> [Your objective] Repeat exactly the lines below, from the line containing "Practice. Identify the yellow" through the last line, both included. Leave out any pictures.

> [Recorded data]
((

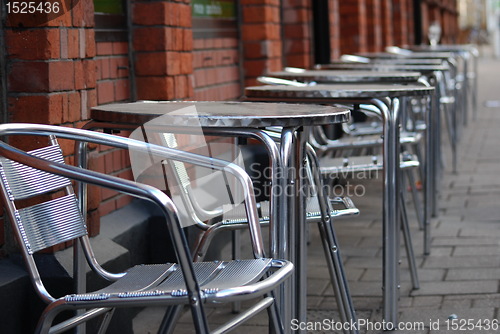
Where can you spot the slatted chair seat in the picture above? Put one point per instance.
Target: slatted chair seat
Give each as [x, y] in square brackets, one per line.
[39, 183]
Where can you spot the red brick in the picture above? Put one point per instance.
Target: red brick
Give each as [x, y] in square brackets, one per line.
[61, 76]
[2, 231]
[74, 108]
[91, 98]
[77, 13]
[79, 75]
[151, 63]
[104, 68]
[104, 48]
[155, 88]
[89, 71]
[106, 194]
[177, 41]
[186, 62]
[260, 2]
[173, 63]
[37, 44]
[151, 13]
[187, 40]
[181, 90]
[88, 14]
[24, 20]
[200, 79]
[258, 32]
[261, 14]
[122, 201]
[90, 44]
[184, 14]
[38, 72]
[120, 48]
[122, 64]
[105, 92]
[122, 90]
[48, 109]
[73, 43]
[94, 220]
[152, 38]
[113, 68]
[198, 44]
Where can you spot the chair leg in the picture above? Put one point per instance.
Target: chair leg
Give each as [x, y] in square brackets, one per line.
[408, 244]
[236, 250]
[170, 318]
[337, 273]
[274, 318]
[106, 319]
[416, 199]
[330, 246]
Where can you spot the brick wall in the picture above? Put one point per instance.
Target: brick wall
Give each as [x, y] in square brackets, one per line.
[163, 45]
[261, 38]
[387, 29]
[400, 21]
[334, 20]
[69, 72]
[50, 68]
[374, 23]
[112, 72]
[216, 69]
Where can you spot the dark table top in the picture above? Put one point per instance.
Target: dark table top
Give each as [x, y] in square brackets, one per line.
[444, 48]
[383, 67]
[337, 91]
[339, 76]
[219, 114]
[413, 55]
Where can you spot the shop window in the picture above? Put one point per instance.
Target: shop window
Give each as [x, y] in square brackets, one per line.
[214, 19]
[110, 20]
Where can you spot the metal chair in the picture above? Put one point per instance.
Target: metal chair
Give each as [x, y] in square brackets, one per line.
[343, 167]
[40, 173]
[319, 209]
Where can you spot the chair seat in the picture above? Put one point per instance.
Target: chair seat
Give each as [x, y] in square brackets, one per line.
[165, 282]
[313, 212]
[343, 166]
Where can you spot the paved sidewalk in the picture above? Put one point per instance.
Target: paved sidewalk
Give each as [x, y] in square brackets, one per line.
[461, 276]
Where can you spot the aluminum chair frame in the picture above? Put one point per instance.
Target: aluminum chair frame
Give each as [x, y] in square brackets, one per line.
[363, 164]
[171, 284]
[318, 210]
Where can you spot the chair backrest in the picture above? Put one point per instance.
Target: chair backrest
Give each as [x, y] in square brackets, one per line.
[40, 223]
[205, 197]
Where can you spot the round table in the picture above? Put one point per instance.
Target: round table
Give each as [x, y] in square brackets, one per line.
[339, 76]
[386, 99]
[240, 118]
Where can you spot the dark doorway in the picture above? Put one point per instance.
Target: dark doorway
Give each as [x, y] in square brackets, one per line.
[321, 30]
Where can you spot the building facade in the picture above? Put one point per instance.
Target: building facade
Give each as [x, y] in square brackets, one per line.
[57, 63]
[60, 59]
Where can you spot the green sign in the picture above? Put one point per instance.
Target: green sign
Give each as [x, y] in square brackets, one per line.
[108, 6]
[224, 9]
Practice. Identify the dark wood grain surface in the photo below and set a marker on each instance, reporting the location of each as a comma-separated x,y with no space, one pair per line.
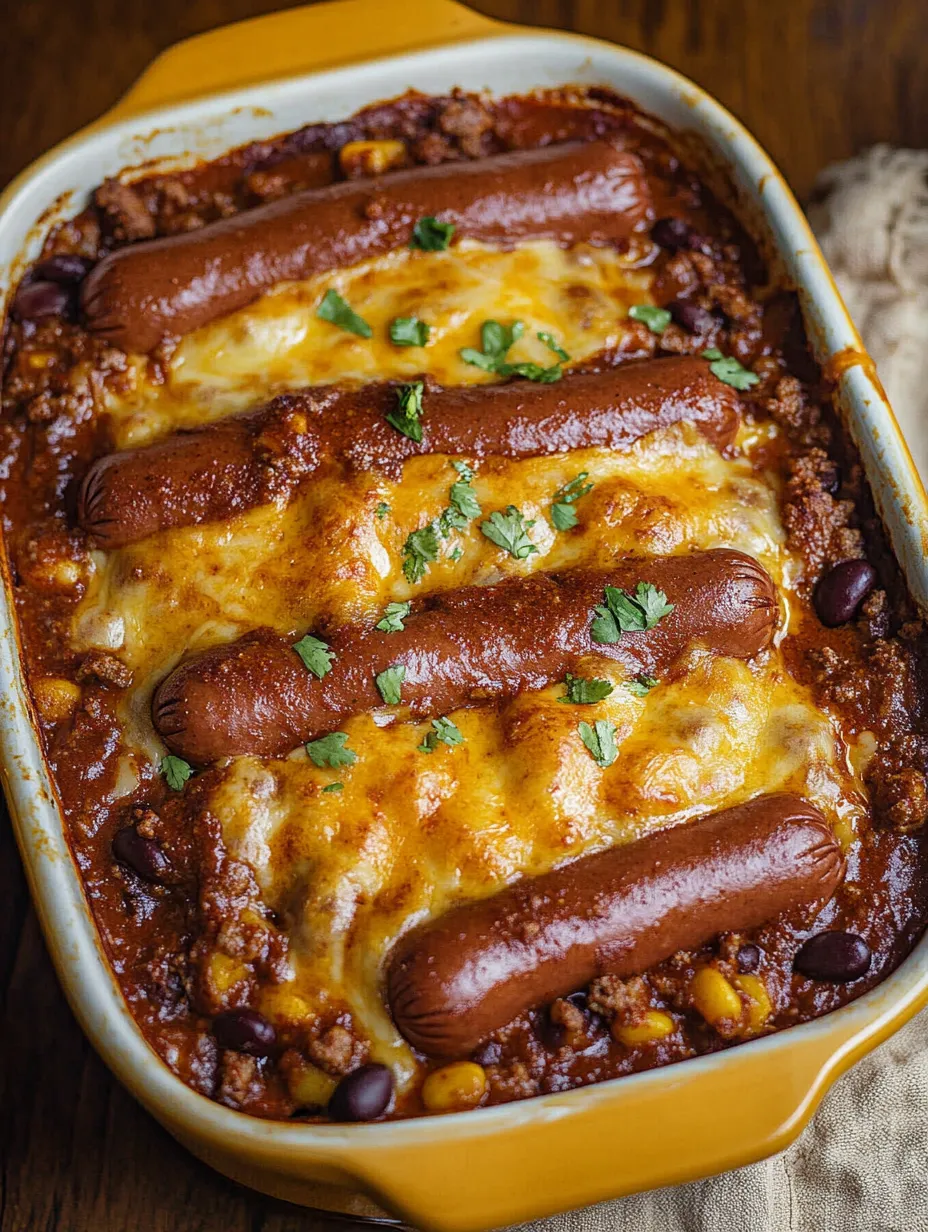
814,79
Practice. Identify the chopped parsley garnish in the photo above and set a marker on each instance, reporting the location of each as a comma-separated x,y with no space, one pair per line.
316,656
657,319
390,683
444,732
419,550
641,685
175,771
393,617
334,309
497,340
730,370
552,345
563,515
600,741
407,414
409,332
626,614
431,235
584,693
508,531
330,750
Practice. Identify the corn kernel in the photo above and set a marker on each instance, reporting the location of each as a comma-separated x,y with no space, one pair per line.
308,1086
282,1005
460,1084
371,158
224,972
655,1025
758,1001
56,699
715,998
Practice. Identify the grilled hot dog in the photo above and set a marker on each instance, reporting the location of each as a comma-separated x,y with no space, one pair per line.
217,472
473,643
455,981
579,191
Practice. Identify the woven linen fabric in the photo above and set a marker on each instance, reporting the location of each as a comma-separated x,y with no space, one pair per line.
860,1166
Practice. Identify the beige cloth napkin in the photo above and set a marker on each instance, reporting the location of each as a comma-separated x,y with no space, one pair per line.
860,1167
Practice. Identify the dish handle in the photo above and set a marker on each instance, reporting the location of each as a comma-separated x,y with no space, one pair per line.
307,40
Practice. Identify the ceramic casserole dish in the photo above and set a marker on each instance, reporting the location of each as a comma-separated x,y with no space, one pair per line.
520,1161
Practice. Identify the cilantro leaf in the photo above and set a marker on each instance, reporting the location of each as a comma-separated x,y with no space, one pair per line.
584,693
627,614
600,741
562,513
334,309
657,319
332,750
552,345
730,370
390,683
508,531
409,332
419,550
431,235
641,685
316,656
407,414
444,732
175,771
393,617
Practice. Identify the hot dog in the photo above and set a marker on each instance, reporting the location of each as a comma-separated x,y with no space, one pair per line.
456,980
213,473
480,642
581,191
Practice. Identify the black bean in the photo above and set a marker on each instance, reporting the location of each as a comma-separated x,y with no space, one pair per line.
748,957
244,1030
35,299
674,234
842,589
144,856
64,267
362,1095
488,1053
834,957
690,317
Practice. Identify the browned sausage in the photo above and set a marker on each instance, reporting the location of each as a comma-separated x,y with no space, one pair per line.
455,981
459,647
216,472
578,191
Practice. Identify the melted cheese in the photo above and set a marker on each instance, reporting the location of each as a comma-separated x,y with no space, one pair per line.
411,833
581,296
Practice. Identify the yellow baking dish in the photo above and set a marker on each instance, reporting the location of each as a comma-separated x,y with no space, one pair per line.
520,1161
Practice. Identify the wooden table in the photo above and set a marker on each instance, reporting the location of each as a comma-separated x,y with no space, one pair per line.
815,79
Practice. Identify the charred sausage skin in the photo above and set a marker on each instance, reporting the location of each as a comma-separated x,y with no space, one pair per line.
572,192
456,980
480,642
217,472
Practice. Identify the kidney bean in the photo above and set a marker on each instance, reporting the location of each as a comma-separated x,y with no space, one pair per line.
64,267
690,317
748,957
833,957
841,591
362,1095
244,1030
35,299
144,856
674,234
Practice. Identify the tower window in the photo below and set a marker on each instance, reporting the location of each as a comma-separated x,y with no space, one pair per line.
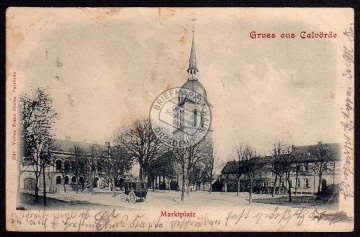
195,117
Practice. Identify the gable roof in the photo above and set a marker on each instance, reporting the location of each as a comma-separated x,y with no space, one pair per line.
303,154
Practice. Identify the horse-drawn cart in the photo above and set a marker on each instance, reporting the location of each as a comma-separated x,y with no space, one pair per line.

))

> [Solution for this task]
Practice. Identify the yellow baking dish in the photo above and set a marker on each instance, reporting the location of each as a comma-separated x,y with no space, one pair per line.
520,1161
Practice. Identify the wooden table in the photo above and set a marker on each instance, reporting the location of each as a comma-separated x,y with no space, one pair per line.
815,79
Practice. Identify the charred sausage skin in the photo above and set a marker on each instance, reporting the location of each as a comma-separated x,y with no space, one pair per line.
572,192
456,980
480,642
217,472
Practice. Identify the kidney bean in the photo above and set a marker on each instance, reporting the location of each as a comma-separated x,y with no space, one pair per line.
64,267
690,317
748,957
833,957
841,591
362,1095
244,1030
35,299
144,856
674,234
Practice. Identify the tower window in the photo below and set a marker on each instance, reporting the location of each as a comma-separated x,y with no space, one pair per line.
195,117
Practice. Identify the gable roof in the photo above and set a marker on each instance, reporting the location of each as a comma-separated x,y with no space, one pair per line.
303,154
Practice. Identify the horse-drawn cart in the photo above and set a marker on each instance, reporting the location of each as a comma-separated x,y with no space, one pair per line.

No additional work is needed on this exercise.